XXXXXXXXXXXXXXXXXXXXXXXXXXXXXXXXXXXXXXXXXXXXXXXXXXXXXXXXXXXXXXXXXXXXXX
 
* zie Map 48.1.10.Fenici e Cartaginesi a Memfi, G.Chiera, Roma, RSF XV, 1987.
                                                                                                                                 650
              HET BAALVERDRAG VAN 671.
              Met Assarhaddon wordt een verdrag afgesloten, dat tekenend is voor
              datgene, wat de Assyriërs met veel andere steden aan de Middellandse
              zeekust hebben afgesloten.
              Het verdrag valt uiteen in vier delen:
              a.Inleiding.
              b.???(vrijwel geheel beschadigd).
              c.Voorwaarden voor het verdrag.
              d.Vloekformules.
              Het komt er op neer, dat het verdrag (adê) bepaalt, dat Baäl geen
              brief mag openen, tenzij de Assyrische gedeputeerde (gêpu) aanwezig
              is. Voorts bevat het regels bij schipbreuk van Tyrische schepen en
              regels voor landingsplaatsen en voor handelsroutes. Ook de bevoegd‑
              heden van de gêpu worden er in aangegeven.
 
                               Zie:ATLAS VAN DE FENICISCHE EN PUNISCHE STAMMEN, STEDEN EN VOLKEN.
                                   Kaart 39A.De Fenicische wereld in het oosten o.b.v. in het Fenicisch  overgeleverde namen.


30.Sanherib e.d.

 
          3.1.3.  Sanherib.
 
          Deze Assyrische koning maakt definitief een einde aan elke  Fenicische
          illusie  voor  zelfstandigheid.  Hij   verovert   volgens   zijn   eigen
          reisverslag Sidon, Usju, Akko, Akzib, Mahalliba, Sariptu  en  Bit‑Sitti.
          Sariptu is natuurlijk Sarepta en Usju is de  oude  kuststad  van  Tyrus.
          Tyrus zelf wordt  dus  nog  niet  veroverd.  Al  eerder  biedt  de  stad
          jarenlang weerstand. Ook onder Sargon II en Salmanassar V is  er  sprake
          van een "Assyrische" vloot, waartegen  de  Tyrische  vloot  een  zeeslag
          wint. Deze  "Assyrische"  vloot  bestaat  natuurlijk  uit  gerecruteerde
          schepen van voornamelijke  andere  Fenicische  kuststeden.  Cyprus  en
          Cilicië gaan nu  ook  nominaal  tot  het  Assyrische  rijk  behoren.  De
          dichtstbij gelegen  toevluchtsoorden  worden  afgesneden  en  Tyrus  kan
          alleen nog maar steunen op zijn ver verwijderde  westelijke  factorijen.

########################################

Opdracht: Som alle steden op die Sanherib volgens zijn eigen reisverslag verovert, zoals het artikel ze vermeldt.

[Fragmenten uit een dataset over het aanwijzen van objecten]
########################################

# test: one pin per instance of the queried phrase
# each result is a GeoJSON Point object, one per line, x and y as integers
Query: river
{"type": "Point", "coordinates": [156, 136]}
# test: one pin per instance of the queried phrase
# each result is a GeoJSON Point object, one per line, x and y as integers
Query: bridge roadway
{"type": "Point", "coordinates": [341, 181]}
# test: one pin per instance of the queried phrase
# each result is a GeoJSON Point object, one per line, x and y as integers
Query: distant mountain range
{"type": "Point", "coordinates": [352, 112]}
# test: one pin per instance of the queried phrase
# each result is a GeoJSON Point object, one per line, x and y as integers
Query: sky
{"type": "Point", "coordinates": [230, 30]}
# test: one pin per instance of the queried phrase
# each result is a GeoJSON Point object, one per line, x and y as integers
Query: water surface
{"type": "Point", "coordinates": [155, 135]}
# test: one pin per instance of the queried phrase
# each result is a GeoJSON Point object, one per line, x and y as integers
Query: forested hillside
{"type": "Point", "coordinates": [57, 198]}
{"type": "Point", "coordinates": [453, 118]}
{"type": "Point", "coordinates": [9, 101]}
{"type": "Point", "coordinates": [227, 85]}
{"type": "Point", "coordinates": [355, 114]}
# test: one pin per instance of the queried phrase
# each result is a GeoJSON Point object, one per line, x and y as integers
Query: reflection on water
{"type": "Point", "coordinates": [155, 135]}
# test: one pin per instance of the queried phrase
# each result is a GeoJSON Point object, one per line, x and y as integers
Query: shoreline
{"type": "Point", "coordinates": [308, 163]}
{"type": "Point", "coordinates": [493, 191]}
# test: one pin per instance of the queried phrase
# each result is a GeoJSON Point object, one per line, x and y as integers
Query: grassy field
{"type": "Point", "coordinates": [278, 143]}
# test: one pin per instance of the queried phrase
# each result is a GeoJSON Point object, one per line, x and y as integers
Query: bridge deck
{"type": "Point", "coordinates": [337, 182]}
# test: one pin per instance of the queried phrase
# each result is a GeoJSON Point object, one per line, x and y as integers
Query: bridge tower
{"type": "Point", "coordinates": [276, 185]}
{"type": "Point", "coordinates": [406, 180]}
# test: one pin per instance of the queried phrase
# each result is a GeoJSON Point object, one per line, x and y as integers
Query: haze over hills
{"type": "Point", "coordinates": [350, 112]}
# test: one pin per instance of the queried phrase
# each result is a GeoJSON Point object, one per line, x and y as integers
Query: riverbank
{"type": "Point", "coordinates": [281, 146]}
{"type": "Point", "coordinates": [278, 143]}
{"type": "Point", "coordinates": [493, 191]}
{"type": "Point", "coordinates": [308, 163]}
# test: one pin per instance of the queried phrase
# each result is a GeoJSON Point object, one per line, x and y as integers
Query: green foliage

########################################

Volledig antwoord: Sidon, Usju, Akko, Akzib, Mahalliba, Sariptu en Bit-Sitti.